Stored dataset items
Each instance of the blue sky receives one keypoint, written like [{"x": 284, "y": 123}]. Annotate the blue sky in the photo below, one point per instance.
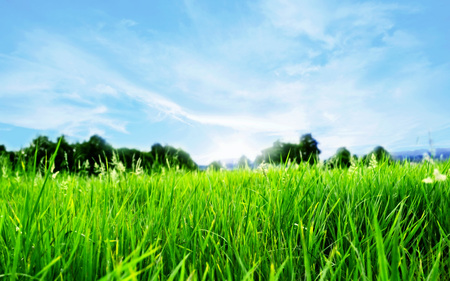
[{"x": 220, "y": 79}]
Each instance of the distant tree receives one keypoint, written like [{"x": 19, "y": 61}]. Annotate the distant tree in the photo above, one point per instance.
[
  {"x": 215, "y": 166},
  {"x": 280, "y": 153},
  {"x": 342, "y": 159},
  {"x": 381, "y": 155},
  {"x": 309, "y": 151},
  {"x": 95, "y": 150},
  {"x": 171, "y": 157},
  {"x": 243, "y": 162}
]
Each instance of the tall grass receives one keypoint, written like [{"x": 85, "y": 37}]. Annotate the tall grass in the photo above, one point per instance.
[{"x": 289, "y": 223}]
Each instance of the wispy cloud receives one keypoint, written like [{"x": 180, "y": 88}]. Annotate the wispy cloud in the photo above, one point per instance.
[{"x": 341, "y": 70}]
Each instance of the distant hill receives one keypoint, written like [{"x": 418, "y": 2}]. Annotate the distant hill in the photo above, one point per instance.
[{"x": 417, "y": 155}]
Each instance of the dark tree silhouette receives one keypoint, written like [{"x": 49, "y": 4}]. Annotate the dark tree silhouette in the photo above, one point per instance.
[
  {"x": 342, "y": 159},
  {"x": 243, "y": 162},
  {"x": 381, "y": 155},
  {"x": 308, "y": 149},
  {"x": 215, "y": 166}
]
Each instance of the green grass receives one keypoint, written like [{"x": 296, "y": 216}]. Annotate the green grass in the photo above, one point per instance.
[{"x": 288, "y": 223}]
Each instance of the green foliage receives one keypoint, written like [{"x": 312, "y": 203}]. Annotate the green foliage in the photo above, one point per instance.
[
  {"x": 342, "y": 159},
  {"x": 215, "y": 166},
  {"x": 243, "y": 163},
  {"x": 380, "y": 154},
  {"x": 280, "y": 153},
  {"x": 299, "y": 222},
  {"x": 84, "y": 157}
]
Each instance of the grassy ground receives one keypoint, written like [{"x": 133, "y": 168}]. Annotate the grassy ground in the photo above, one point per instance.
[{"x": 291, "y": 223}]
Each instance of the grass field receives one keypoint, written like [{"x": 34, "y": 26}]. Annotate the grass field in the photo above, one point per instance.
[{"x": 297, "y": 222}]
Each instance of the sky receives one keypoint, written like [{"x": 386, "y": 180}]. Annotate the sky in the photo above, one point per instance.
[{"x": 220, "y": 79}]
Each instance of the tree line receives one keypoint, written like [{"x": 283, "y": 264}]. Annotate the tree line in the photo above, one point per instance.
[{"x": 85, "y": 157}]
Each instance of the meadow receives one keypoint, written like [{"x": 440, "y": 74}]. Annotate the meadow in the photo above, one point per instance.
[{"x": 291, "y": 222}]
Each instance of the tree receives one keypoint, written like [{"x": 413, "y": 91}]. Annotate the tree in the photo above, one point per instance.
[
  {"x": 243, "y": 162},
  {"x": 215, "y": 166},
  {"x": 309, "y": 152},
  {"x": 342, "y": 159},
  {"x": 381, "y": 155}
]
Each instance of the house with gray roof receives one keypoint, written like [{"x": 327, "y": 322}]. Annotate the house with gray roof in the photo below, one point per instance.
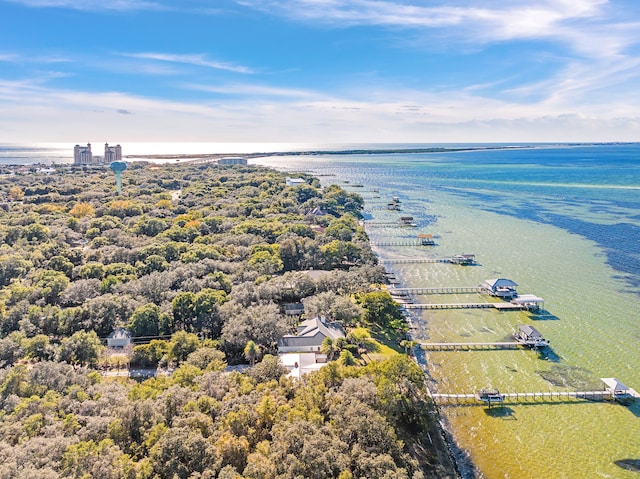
[{"x": 310, "y": 335}]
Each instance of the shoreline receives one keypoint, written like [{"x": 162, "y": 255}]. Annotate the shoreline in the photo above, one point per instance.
[{"x": 358, "y": 151}]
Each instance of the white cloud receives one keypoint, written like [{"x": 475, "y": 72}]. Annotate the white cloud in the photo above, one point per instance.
[
  {"x": 588, "y": 26},
  {"x": 254, "y": 90},
  {"x": 32, "y": 112},
  {"x": 190, "y": 59}
]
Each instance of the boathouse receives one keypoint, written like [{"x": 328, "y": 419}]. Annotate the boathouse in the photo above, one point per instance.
[
  {"x": 530, "y": 336},
  {"x": 426, "y": 239},
  {"x": 406, "y": 221},
  {"x": 500, "y": 288},
  {"x": 463, "y": 259},
  {"x": 530, "y": 302},
  {"x": 619, "y": 391}
]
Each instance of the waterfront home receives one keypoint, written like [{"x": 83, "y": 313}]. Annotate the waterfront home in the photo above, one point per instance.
[
  {"x": 500, "y": 288},
  {"x": 310, "y": 335}
]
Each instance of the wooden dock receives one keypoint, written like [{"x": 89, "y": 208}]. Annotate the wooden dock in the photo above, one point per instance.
[
  {"x": 498, "y": 306},
  {"x": 613, "y": 390},
  {"x": 442, "y": 290},
  {"x": 414, "y": 260},
  {"x": 469, "y": 346},
  {"x": 398, "y": 243},
  {"x": 523, "y": 397}
]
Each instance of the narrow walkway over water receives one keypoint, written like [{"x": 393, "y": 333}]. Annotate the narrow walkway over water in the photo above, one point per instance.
[
  {"x": 470, "y": 346},
  {"x": 498, "y": 306},
  {"x": 613, "y": 390},
  {"x": 440, "y": 290}
]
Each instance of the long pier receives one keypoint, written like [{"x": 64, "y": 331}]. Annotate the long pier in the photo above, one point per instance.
[
  {"x": 399, "y": 243},
  {"x": 524, "y": 397},
  {"x": 498, "y": 306},
  {"x": 441, "y": 290},
  {"x": 415, "y": 260},
  {"x": 470, "y": 346}
]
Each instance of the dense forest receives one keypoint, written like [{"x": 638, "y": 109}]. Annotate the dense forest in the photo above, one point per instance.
[{"x": 197, "y": 262}]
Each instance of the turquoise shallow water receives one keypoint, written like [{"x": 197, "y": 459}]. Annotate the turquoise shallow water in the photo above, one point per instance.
[{"x": 564, "y": 224}]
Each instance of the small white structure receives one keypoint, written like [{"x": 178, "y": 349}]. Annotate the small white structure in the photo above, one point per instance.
[
  {"x": 531, "y": 302},
  {"x": 530, "y": 336},
  {"x": 309, "y": 337},
  {"x": 501, "y": 288},
  {"x": 232, "y": 160},
  {"x": 299, "y": 364},
  {"x": 295, "y": 181},
  {"x": 120, "y": 338}
]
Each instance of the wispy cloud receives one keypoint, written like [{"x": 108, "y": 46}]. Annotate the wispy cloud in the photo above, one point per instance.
[
  {"x": 254, "y": 90},
  {"x": 381, "y": 115},
  {"x": 589, "y": 26},
  {"x": 190, "y": 59},
  {"x": 92, "y": 5}
]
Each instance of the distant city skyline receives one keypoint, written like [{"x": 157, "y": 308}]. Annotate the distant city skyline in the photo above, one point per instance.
[{"x": 334, "y": 71}]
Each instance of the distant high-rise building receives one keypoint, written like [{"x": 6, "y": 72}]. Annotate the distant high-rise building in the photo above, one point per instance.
[
  {"x": 82, "y": 155},
  {"x": 112, "y": 153}
]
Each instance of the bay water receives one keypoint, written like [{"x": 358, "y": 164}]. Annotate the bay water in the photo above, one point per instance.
[{"x": 564, "y": 223}]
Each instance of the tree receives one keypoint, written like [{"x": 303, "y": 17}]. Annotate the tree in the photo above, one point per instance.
[
  {"x": 38, "y": 348},
  {"x": 52, "y": 284},
  {"x": 346, "y": 358},
  {"x": 269, "y": 369},
  {"x": 81, "y": 348},
  {"x": 209, "y": 359},
  {"x": 81, "y": 210},
  {"x": 328, "y": 347},
  {"x": 182, "y": 344},
  {"x": 146, "y": 320},
  {"x": 16, "y": 193},
  {"x": 251, "y": 352}
]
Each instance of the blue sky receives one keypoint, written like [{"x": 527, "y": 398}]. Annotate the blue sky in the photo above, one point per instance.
[{"x": 322, "y": 71}]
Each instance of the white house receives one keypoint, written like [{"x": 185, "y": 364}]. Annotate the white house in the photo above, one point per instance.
[
  {"x": 232, "y": 160},
  {"x": 310, "y": 335},
  {"x": 301, "y": 352}
]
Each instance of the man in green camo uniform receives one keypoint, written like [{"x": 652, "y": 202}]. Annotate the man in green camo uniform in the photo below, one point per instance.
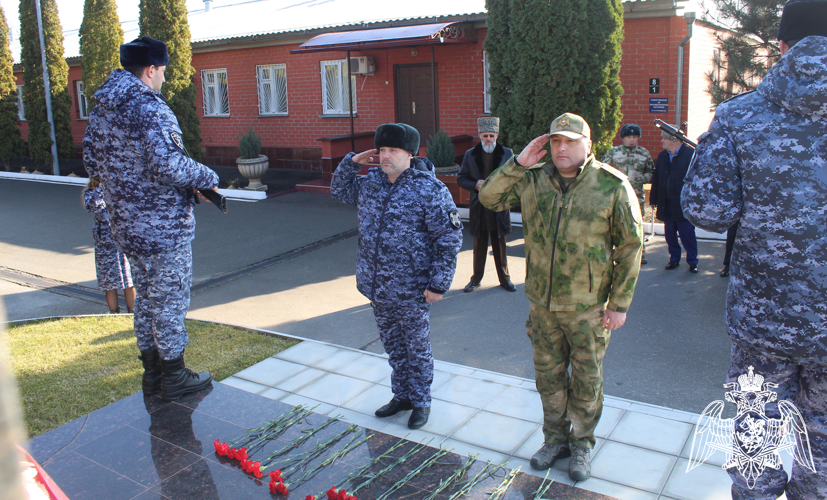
[
  {"x": 635, "y": 162},
  {"x": 583, "y": 238}
]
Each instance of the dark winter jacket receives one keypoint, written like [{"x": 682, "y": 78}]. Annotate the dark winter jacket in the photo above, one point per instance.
[
  {"x": 133, "y": 145},
  {"x": 409, "y": 231},
  {"x": 469, "y": 173},
  {"x": 667, "y": 182},
  {"x": 763, "y": 164}
]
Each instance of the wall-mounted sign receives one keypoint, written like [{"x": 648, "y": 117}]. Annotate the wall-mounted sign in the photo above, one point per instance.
[{"x": 658, "y": 104}]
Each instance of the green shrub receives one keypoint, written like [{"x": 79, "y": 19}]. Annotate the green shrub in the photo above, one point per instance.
[
  {"x": 249, "y": 144},
  {"x": 441, "y": 150}
]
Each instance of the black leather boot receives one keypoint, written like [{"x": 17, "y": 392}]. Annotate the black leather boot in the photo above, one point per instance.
[
  {"x": 151, "y": 383},
  {"x": 180, "y": 380}
]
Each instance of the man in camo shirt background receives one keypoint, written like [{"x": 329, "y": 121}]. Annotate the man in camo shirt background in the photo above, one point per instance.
[{"x": 634, "y": 161}]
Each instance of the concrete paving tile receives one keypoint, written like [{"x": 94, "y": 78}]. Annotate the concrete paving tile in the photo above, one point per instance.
[
  {"x": 631, "y": 466},
  {"x": 608, "y": 420},
  {"x": 445, "y": 417},
  {"x": 333, "y": 389},
  {"x": 244, "y": 385},
  {"x": 309, "y": 352},
  {"x": 654, "y": 433},
  {"x": 705, "y": 481},
  {"x": 717, "y": 458},
  {"x": 360, "y": 419},
  {"x": 300, "y": 379},
  {"x": 615, "y": 490},
  {"x": 495, "y": 432},
  {"x": 273, "y": 393},
  {"x": 316, "y": 406},
  {"x": 468, "y": 391},
  {"x": 621, "y": 404},
  {"x": 518, "y": 403},
  {"x": 369, "y": 400},
  {"x": 497, "y": 377},
  {"x": 452, "y": 368},
  {"x": 270, "y": 371},
  {"x": 557, "y": 475},
  {"x": 366, "y": 367},
  {"x": 415, "y": 435},
  {"x": 466, "y": 449},
  {"x": 531, "y": 445},
  {"x": 337, "y": 360}
]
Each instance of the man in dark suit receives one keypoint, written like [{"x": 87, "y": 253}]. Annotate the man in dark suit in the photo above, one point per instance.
[
  {"x": 477, "y": 165},
  {"x": 667, "y": 181}
]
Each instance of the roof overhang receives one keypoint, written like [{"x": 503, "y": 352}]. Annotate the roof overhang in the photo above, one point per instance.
[{"x": 400, "y": 36}]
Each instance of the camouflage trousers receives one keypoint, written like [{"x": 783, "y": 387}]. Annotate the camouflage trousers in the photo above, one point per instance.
[
  {"x": 572, "y": 405},
  {"x": 405, "y": 332},
  {"x": 806, "y": 387},
  {"x": 162, "y": 298}
]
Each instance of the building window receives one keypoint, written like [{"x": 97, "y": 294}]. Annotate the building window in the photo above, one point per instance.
[
  {"x": 216, "y": 101},
  {"x": 272, "y": 89},
  {"x": 83, "y": 106},
  {"x": 486, "y": 84},
  {"x": 334, "y": 86},
  {"x": 21, "y": 108}
]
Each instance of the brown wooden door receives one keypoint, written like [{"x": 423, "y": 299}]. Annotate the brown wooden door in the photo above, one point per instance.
[{"x": 415, "y": 99}]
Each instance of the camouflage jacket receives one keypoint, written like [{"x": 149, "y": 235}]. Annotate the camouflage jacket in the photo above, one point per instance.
[
  {"x": 93, "y": 200},
  {"x": 133, "y": 145},
  {"x": 409, "y": 231},
  {"x": 636, "y": 163},
  {"x": 762, "y": 163},
  {"x": 582, "y": 246}
]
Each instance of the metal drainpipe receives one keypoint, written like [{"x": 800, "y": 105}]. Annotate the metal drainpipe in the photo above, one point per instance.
[
  {"x": 48, "y": 91},
  {"x": 689, "y": 17}
]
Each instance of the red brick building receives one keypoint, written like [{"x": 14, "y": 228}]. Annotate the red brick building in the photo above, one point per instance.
[{"x": 297, "y": 100}]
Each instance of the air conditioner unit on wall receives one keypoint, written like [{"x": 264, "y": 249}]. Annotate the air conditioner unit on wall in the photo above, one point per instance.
[{"x": 362, "y": 65}]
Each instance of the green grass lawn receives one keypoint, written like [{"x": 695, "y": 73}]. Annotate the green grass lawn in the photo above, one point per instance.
[{"x": 69, "y": 367}]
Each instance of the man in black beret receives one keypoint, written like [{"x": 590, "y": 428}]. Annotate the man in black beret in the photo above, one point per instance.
[
  {"x": 409, "y": 236},
  {"x": 763, "y": 165},
  {"x": 133, "y": 146},
  {"x": 634, "y": 161}
]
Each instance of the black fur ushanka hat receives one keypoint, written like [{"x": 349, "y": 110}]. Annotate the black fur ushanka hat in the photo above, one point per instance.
[
  {"x": 397, "y": 135},
  {"x": 144, "y": 51}
]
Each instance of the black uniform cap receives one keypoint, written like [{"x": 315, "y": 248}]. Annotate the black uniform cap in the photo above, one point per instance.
[{"x": 629, "y": 129}]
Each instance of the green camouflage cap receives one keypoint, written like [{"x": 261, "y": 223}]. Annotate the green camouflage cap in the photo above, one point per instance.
[{"x": 571, "y": 126}]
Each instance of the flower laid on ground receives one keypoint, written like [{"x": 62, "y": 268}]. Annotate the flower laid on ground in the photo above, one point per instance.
[{"x": 341, "y": 494}]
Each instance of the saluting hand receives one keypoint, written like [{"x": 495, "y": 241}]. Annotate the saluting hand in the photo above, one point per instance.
[
  {"x": 364, "y": 156},
  {"x": 533, "y": 152}
]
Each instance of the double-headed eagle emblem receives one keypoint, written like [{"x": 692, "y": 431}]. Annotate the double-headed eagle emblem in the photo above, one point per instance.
[{"x": 751, "y": 440}]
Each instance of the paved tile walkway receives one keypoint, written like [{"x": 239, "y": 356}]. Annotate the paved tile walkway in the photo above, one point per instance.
[{"x": 641, "y": 450}]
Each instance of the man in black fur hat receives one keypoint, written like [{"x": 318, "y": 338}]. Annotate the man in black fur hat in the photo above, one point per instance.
[
  {"x": 409, "y": 236},
  {"x": 133, "y": 146},
  {"x": 485, "y": 225}
]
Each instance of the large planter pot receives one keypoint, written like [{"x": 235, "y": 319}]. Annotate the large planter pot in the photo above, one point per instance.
[{"x": 254, "y": 169}]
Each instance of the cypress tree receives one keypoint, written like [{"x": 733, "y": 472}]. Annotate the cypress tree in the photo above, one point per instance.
[
  {"x": 549, "y": 58},
  {"x": 40, "y": 142},
  {"x": 101, "y": 36},
  {"x": 746, "y": 55},
  {"x": 11, "y": 144},
  {"x": 166, "y": 20}
]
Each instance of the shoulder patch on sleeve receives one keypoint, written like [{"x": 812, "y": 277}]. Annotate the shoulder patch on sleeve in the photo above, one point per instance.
[
  {"x": 177, "y": 141},
  {"x": 454, "y": 217}
]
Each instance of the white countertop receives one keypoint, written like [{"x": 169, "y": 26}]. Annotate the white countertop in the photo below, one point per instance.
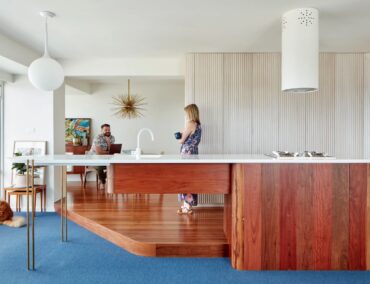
[{"x": 98, "y": 160}]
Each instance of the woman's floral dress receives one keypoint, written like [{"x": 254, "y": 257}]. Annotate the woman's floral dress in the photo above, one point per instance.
[{"x": 190, "y": 147}]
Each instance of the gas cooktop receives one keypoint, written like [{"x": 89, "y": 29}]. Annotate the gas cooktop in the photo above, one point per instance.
[{"x": 305, "y": 154}]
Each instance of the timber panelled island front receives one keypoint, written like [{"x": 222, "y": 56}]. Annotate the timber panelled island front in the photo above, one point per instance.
[{"x": 298, "y": 214}]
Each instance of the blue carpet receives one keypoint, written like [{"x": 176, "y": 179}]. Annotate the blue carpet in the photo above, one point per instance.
[{"x": 87, "y": 258}]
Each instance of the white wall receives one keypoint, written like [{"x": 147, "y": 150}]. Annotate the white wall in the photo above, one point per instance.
[
  {"x": 164, "y": 112},
  {"x": 31, "y": 114}
]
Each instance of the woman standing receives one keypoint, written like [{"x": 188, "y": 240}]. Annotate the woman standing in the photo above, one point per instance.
[{"x": 190, "y": 139}]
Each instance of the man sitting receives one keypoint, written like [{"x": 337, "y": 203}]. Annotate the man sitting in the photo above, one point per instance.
[{"x": 101, "y": 146}]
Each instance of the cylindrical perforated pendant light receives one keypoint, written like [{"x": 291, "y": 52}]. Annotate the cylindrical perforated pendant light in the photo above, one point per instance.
[{"x": 300, "y": 50}]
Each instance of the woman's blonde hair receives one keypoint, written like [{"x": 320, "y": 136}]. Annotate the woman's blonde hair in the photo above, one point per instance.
[{"x": 192, "y": 112}]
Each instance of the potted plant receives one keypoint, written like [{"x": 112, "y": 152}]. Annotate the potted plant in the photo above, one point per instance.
[{"x": 20, "y": 179}]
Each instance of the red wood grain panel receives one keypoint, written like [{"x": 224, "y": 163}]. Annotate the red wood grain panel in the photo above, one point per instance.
[
  {"x": 171, "y": 178},
  {"x": 227, "y": 217},
  {"x": 340, "y": 217},
  {"x": 305, "y": 224},
  {"x": 288, "y": 212},
  {"x": 368, "y": 220},
  {"x": 322, "y": 216},
  {"x": 238, "y": 237},
  {"x": 253, "y": 217},
  {"x": 270, "y": 217},
  {"x": 357, "y": 216}
]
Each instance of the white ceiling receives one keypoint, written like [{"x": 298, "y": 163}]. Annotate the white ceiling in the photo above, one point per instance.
[
  {"x": 119, "y": 80},
  {"x": 170, "y": 28}
]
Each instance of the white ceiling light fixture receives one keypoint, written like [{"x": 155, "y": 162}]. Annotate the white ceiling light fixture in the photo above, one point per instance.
[
  {"x": 300, "y": 50},
  {"x": 45, "y": 73}
]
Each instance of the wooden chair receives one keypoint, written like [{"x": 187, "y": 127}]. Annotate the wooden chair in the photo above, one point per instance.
[
  {"x": 91, "y": 170},
  {"x": 18, "y": 192}
]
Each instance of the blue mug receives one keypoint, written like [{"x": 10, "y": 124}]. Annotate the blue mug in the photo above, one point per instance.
[{"x": 178, "y": 135}]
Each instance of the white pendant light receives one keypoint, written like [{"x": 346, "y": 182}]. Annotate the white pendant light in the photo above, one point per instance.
[
  {"x": 46, "y": 73},
  {"x": 300, "y": 50}
]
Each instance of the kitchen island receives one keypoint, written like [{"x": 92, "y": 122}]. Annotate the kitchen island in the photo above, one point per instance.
[{"x": 291, "y": 214}]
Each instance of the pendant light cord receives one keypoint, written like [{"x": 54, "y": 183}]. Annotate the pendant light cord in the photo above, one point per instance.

**WHAT TO WORK ON:** Nothing should appear in the answer except the lines from the one with "Each instance of the white pendant" through the final line of the records, written exactly.

**WRITTEN ANSWER:**
Each instance of the white pendant light receives one keypoint, written like [{"x": 346, "y": 182}]. Annotate the white pendant light in the photo above, one point per instance.
[
  {"x": 46, "y": 73},
  {"x": 300, "y": 50}
]
Each instance of the kitchen island receives one keypoint, written like [{"x": 92, "y": 122}]. Annotate the kitchen island in the photo above, one point per instance.
[{"x": 291, "y": 214}]
Each instance of the pendant light cord receives one keypoint, written like [{"x": 54, "y": 183}]. Annotate the pendant light cord in the photo above, one point per instance.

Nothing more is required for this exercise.